**Text passage**
○ ○ ○ ○

Panel: Saturday, April 17

4:15 pm - 5:45 pm       Historic Sites and Human Rights: Activating "Sites of Conscience" as centers for citizen engagement in struggles for justice

How can places of the past inspire new action for the future? In American urban communities and around the world, "sites of conscience" are opening as new centers for inspiring awareness and action on human rights issues. The International Coalition of Historic Site Museums of Conscience represents a network of historic sites committed to using their histories to address contemporary issues. Hear how the Lower East Side Tenement Museum addresses issues if immigration and sweatshop labor; the "slave galleries" at St. Augustine's Church brings communities together for dialogues on racism and exclusion; the District Six Museum in South Africa catalyzes post-apartheid land reparations; Memoria Abierta in Argentina maps sites of torture and detention in Buenos Aires; and the National Civil Rights Museum in Memphis works to inspire a new generation of activists. Participate in a workshop to explore ways to use places of memory in your own communities as new tools to support your own campaigns.

○ ○ ○ ○

(Records pointing to named objects)

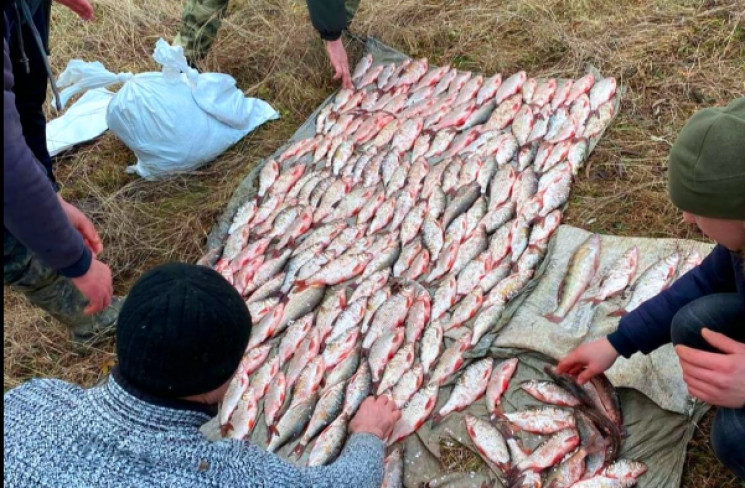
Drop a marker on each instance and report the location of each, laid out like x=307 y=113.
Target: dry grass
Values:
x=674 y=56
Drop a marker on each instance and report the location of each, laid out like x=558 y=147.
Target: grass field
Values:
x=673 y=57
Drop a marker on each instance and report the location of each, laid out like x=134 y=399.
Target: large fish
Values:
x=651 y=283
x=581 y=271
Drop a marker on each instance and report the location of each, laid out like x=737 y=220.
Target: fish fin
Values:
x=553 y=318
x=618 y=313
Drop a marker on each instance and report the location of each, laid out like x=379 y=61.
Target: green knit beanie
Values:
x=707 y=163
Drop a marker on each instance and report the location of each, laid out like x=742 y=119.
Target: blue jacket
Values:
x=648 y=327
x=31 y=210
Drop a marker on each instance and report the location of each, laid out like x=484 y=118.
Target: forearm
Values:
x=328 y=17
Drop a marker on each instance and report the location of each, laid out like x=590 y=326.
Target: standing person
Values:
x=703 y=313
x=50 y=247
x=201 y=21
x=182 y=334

○ ○ ○ ○

**What you are asked to do**
Carry on the panel description on historic sites of conscience from the point where it stops. The rows have no part in what is asked here.

**Answer for the task**
More on the Lower East Side Tenement Museum http://www.tenement.org/

Discussion: Sunday, April 18

11:15 am - 12:45 pm      AIUSA/Lower East Side Tenement Museum: Bringing it Home

The AIUSA Human Rights Education Program and Lower East Side Tenement Museum will co-facilitate a discussion for those who have attended the museum tours and/or AGM Panel during the weekend. We will discuss the links between the historic issues raised at the various sites of conscience and contemporary human rights challenges that we as Amnesty International activists are engaged with in our expanded mission. This discussion is open to all interested participants.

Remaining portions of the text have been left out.